» The input
* BEGIN *

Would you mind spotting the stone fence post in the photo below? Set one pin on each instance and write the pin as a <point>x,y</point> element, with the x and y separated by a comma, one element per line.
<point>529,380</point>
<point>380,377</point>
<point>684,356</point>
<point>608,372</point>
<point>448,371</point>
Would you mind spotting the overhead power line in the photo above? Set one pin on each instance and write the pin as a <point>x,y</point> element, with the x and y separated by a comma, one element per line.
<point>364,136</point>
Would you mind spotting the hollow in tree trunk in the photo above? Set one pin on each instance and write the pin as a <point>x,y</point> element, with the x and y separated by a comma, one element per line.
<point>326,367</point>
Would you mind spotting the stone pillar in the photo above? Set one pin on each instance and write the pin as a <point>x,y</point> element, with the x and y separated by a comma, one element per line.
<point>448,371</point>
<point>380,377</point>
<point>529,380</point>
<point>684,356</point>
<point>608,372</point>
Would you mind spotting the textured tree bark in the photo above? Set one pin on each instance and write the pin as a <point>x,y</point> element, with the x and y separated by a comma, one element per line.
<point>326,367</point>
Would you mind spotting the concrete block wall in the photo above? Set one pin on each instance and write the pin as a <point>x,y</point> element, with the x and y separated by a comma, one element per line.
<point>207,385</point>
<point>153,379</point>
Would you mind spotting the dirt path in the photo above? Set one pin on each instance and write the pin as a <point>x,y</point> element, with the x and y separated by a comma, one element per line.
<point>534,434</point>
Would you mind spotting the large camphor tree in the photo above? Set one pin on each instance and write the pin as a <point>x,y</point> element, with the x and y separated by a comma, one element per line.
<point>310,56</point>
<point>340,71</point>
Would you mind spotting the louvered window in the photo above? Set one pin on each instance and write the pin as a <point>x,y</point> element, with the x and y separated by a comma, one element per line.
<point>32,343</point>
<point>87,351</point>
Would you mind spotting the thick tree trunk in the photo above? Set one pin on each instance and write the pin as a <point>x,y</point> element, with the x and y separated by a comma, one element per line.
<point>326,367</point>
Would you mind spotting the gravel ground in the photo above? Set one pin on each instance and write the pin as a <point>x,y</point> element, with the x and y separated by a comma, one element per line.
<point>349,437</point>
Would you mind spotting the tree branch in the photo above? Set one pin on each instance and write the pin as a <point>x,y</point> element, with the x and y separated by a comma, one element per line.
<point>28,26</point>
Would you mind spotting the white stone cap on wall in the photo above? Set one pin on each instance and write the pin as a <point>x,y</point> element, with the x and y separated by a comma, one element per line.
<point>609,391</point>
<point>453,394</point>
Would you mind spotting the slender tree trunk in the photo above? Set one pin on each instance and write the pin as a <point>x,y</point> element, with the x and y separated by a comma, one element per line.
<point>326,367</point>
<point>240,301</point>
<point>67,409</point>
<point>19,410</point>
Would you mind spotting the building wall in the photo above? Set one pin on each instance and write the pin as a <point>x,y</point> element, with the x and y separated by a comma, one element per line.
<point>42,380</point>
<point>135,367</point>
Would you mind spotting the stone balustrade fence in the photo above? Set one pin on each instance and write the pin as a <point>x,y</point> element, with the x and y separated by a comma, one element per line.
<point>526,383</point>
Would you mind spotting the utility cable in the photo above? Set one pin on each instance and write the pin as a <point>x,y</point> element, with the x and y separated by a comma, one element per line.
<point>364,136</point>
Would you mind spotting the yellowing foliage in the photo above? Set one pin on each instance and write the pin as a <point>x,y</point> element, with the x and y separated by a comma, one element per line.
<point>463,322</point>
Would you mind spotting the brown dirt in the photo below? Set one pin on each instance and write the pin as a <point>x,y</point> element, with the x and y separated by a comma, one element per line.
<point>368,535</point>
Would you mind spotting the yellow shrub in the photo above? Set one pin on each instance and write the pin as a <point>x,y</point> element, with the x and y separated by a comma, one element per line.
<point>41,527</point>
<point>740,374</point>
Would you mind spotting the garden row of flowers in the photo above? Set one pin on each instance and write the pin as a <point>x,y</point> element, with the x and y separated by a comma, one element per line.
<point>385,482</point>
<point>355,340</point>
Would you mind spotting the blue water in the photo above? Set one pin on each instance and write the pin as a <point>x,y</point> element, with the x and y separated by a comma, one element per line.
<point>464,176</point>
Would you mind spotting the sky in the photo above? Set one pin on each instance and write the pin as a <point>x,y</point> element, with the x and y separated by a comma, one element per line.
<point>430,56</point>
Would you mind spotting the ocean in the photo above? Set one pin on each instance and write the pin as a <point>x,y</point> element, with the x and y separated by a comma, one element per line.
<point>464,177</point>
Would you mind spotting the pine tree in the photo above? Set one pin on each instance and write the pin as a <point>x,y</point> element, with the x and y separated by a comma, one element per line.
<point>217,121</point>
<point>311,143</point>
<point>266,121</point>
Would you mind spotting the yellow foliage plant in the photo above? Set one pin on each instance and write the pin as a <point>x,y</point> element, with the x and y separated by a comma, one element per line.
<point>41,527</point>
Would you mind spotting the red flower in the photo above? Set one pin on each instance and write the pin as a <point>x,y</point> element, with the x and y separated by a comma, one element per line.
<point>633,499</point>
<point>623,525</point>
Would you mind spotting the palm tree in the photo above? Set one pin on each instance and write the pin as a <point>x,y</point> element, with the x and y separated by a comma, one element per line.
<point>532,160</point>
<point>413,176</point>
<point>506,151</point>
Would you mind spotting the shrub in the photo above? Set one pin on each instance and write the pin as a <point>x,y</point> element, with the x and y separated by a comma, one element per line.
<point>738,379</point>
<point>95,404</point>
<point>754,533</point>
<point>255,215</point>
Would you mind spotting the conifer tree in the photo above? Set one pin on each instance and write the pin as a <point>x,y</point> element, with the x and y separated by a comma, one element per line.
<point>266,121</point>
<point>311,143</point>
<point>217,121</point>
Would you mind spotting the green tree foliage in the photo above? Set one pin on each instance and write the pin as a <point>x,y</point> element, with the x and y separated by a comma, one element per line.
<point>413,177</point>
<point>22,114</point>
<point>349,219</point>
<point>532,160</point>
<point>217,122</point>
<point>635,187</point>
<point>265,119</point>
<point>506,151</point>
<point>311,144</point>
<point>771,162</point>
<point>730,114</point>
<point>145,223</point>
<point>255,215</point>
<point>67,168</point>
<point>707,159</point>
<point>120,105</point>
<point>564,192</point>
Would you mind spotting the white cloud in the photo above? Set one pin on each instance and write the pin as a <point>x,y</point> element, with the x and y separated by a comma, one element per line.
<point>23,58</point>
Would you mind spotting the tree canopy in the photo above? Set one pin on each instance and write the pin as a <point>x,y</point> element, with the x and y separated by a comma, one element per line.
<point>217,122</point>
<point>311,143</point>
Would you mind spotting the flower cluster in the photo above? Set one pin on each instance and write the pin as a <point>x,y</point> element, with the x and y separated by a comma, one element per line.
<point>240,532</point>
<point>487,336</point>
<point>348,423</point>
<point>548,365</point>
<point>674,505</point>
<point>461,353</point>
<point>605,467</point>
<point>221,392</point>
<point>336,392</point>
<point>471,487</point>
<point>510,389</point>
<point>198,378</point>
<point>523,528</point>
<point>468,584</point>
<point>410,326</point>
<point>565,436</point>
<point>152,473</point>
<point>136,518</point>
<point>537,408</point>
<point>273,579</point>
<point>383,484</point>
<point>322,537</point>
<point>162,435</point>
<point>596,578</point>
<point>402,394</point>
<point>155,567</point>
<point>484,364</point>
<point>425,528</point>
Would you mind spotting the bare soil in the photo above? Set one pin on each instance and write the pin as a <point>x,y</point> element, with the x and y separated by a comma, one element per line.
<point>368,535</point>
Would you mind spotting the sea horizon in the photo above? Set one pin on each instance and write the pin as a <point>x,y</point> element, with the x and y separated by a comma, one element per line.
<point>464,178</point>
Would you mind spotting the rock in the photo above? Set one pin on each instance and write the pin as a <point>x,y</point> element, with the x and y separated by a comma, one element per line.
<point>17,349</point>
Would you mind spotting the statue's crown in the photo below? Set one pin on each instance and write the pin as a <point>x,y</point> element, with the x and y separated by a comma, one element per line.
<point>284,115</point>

* END *

» What the exercise asks
Everything from the line that contains "Would you mind spotting the rock" through the end of the records must be duplicated exactly, and nothing outside that range.

» The reply
Would you mind spotting the rock in the photo above? Set one pin on each instance and write the pin as a <point>x,y</point> element, with the x and y separated by a comma, one element per line.
<point>17,349</point>
Would you mind spotting the statue's crown in the photo below? Set one pin on each instance and write the pin as a <point>x,y</point> element, with the x and y separated by a comma, one element per line.
<point>284,115</point>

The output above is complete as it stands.